---- Excerpted data

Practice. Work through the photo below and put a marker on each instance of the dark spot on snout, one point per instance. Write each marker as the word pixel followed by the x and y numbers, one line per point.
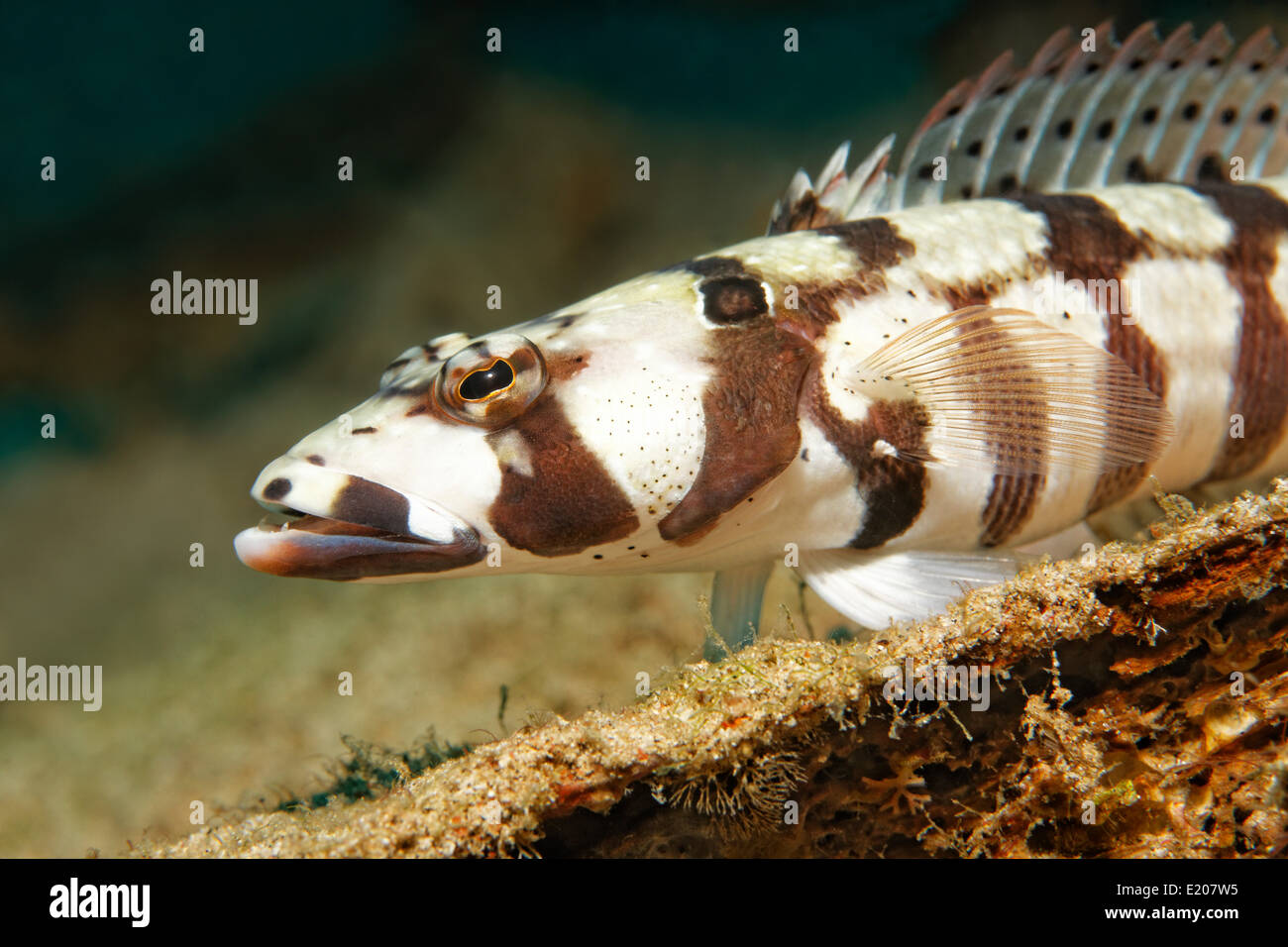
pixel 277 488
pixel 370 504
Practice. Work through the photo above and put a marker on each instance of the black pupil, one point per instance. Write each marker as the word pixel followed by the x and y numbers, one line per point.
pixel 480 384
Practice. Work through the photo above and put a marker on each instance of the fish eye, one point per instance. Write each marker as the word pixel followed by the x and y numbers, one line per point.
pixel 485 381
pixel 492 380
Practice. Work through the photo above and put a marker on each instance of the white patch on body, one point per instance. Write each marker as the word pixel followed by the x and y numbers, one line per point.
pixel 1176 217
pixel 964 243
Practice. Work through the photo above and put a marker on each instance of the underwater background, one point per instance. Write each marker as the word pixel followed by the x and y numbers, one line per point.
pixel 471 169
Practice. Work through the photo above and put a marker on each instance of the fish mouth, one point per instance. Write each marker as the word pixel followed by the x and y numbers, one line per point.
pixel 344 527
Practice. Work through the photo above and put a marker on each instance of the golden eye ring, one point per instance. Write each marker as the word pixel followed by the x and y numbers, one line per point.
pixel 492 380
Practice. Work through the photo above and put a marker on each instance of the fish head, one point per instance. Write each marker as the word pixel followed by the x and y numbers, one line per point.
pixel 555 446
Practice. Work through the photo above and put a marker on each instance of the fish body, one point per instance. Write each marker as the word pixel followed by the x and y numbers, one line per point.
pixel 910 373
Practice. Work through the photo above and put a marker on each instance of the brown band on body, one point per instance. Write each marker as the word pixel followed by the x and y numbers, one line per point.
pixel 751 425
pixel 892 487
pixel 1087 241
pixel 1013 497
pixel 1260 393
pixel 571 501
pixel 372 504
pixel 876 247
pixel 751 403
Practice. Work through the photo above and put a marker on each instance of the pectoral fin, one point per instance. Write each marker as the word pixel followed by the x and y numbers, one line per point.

--------

» Written instruction
Duplicate the material word for word, starting at the line that contains "of the underwater" and continuing through the last line of the material, both ends included.

» Task solution
Practice. Work through the photo above and put a marker on each instance of the underwater background, one point per instance. Write each marker as the word pixel followed by the x and y numbers, one line per point.
pixel 471 169
Practice. Work through the photo above and put a marker on each instance of the fish mouth, one point per instance. Write each marker as the word pixel followed by the x and y numbers, one line per point.
pixel 344 527
Practice. Work through the photo above and put a marker on each instance of the golden eye ring, one point per instance. Write each marker as the word pixel followed by the x and y numbers, one line per point.
pixel 492 380
Practice. Work through the photo above and put a marker on each instance of the fish head, one point per instance. Write each marker as the word pixel followed by the x and y numbers, one line per point.
pixel 555 446
Practice. Work through the photo above and put a marker on each instance of the fish body, one point per instance. Write each marker as the word pixel followed by the x and y numbers, one line per point.
pixel 910 373
Practice. Work through the photo above and put a marker on each instance of the brown band on body, one point per instance. Write each marker as the word pixel followed by the x and y numbers, one line per point.
pixel 751 425
pixel 892 487
pixel 1087 241
pixel 1013 497
pixel 1260 393
pixel 571 501
pixel 372 504
pixel 876 247
pixel 751 403
Practice. Work through the photo above and put a marker on each instance of the pectoral fin, one point per instance. Write each marker as the word pixel followed by the x and y numbers, one line per point.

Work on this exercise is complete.